_Excerpt_
----------------------------------------
Darnell Dockett’s birthday cake is pretty trill, but lacks a necessary frosting gator, so I won’t be partying with him.
– T.O. has been released from the Indoor Football League team he was playing for because he skipped a scheduled appearance with teammates at a children’s hospital. Don’t all the doctors wear clown facepaint there? I would steer clear as well.
– A rank-and-file Packers employee who received a Super Bowl ring last year went and pawned the thing. The ring was bought by a 71-year-old fan for an undisclosed amount. I’ll go ahead and assume he paid by digging into his vast cache of Midwestern stereotypes.
– Eagles defensive coordinator Juan Castillo said that he would take a bullet for Andy Reid. At first, Andy was dismayed, because he thought Castillo might have been talking about Quiznos Bullet Sandwiches. Then he realized he meant the kind of bullets that drug dealers fire at the Reid kids and was relieved. And hungry.
----------------------------------------
_Given records_
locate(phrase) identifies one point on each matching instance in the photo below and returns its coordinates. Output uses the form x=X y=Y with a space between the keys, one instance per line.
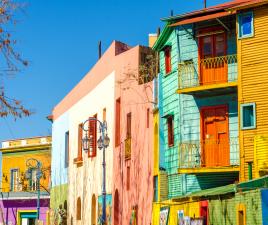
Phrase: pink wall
x=135 y=99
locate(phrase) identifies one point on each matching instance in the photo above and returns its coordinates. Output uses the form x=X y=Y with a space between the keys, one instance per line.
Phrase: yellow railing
x=208 y=71
x=127 y=148
x=261 y=155
x=207 y=153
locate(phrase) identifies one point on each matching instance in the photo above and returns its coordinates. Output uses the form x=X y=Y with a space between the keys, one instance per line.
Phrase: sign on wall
x=108 y=209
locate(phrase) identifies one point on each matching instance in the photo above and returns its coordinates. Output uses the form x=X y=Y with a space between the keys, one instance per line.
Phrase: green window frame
x=248 y=116
x=244 y=25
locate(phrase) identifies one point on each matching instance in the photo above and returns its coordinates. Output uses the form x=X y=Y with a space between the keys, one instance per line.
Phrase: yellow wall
x=190 y=209
x=253 y=85
x=156 y=143
x=15 y=157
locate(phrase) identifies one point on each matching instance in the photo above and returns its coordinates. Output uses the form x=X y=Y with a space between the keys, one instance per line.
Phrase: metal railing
x=207 y=71
x=127 y=148
x=209 y=153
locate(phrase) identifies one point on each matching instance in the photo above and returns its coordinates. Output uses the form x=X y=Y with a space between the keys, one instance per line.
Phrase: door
x=204 y=212
x=215 y=136
x=213 y=61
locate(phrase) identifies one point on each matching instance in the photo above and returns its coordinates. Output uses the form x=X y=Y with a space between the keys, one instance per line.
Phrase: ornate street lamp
x=103 y=142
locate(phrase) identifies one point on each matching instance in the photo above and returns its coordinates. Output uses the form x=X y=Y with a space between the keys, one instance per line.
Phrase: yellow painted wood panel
x=253 y=66
x=18 y=161
x=261 y=154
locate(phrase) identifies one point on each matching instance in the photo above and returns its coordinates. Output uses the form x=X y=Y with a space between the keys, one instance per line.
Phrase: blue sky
x=59 y=38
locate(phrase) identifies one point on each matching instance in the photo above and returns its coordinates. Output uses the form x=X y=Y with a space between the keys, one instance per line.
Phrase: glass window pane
x=248 y=116
x=246 y=25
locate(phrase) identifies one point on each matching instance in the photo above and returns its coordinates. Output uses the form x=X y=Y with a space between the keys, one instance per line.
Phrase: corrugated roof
x=231 y=188
x=212 y=9
x=200 y=18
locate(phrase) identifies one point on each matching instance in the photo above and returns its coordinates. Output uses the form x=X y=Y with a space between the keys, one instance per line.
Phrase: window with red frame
x=92 y=152
x=117 y=121
x=168 y=59
x=170 y=126
x=80 y=134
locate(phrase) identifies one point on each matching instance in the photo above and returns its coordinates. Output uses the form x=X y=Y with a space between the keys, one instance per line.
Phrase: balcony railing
x=209 y=153
x=127 y=148
x=208 y=71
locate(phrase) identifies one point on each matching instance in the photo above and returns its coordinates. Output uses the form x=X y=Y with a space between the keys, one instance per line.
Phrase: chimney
x=99 y=45
x=205 y=4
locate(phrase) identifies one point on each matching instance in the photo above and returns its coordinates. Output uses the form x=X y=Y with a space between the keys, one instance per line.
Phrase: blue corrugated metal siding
x=169 y=85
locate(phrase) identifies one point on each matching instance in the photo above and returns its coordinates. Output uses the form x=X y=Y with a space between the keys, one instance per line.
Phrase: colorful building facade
x=19 y=191
x=133 y=151
x=209 y=126
x=113 y=92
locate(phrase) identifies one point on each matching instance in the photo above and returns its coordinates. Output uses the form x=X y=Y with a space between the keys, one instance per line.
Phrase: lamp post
x=34 y=164
x=103 y=143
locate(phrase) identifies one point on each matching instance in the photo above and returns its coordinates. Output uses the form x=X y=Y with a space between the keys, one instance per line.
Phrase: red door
x=213 y=63
x=215 y=136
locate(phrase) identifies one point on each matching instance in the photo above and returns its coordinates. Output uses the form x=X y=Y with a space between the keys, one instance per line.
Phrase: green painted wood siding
x=223 y=210
x=170 y=104
x=185 y=109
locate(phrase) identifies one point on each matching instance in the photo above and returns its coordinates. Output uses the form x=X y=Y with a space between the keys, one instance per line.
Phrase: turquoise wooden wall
x=185 y=109
x=223 y=210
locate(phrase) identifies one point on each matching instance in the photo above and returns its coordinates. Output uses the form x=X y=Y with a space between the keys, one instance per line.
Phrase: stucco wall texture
x=138 y=170
x=99 y=89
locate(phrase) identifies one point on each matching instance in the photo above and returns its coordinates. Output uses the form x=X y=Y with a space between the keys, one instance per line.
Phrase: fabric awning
x=201 y=18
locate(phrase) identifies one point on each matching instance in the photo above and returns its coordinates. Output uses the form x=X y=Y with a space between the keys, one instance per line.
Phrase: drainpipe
x=205 y=4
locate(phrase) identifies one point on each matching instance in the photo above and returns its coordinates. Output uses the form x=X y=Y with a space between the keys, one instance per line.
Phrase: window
x=33 y=180
x=170 y=126
x=246 y=25
x=78 y=209
x=117 y=122
x=155 y=188
x=155 y=83
x=241 y=214
x=129 y=125
x=248 y=116
x=128 y=177
x=148 y=118
x=168 y=59
x=66 y=149
x=80 y=135
x=92 y=137
x=14 y=180
x=104 y=114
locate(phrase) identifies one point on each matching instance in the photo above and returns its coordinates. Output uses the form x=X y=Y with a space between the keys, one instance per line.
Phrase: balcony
x=217 y=75
x=209 y=156
x=128 y=148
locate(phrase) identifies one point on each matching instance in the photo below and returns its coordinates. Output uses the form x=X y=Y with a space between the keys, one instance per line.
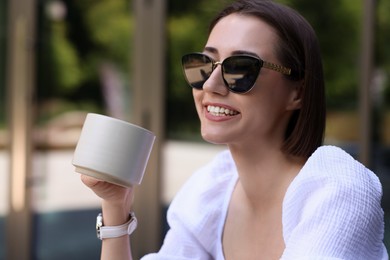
----------------------------------------
_What you need to do_
a - Please copy the football roundup word for word, from "Darnell Dockett’s birthday" to "clear as well.".
b - Answer these questions about the football roundup, one per line:
(i) What did T.O. skip that got him released from his Indoor Football League team?
(ii) How old was the fan who bought the pawned Super Bowl ring?
(iii) Who said he would take a bullet for Andy Reid?
c - Continue the football roundup after its last sentence.

_Answers to the exercises_
a -
Darnell Dockett’s birthday cake is pretty trill, but lacks a necessary frosting gator, so I won’t be partying with him.
– T.O. has been released from the Indoor Football League team he was playing for because he skipped a scheduled appearance with teammates at a children’s hospital. Don’t all the doctors wear clown facepaint there? I would steer clear as well.

b -
(i) A scheduled appearance with teammates at a children's hospital.
(ii) 71 years old.
(iii) Eagles defensive coordinator Juan Castillo.

c -
– Warren Sapp has a tell-all book out in which he sh*ts on everyone. In particular, I enjoy how he refers to Trent Dilfer as “an interception waiting to happen.”
– In this Buy Under Armour or Die advertainment clip, Troll Brady gets fake trolled by an annoying sporting goods clerk and we all get trolled by a parody video that involves Brady and BAHHSTAN accents and yet still provides no laughs. Truly, a work of meta troll genius.
– Speaking of meta, Lolo Jones says Tim Tebow has a secret girlfriend. But I thought the beard was the one you paraded around for all to see?
– Todd McFarlane, who still hasn’t refunded me my $10 for the Spawn movie, is putting out a Hines Ward action figure in November commemorating his brief role in The Dark Knight Rises. Finaree, arr wirr have chance own keepsake of numbell one smaltest leceivel foll Gotham Logues, arr-time.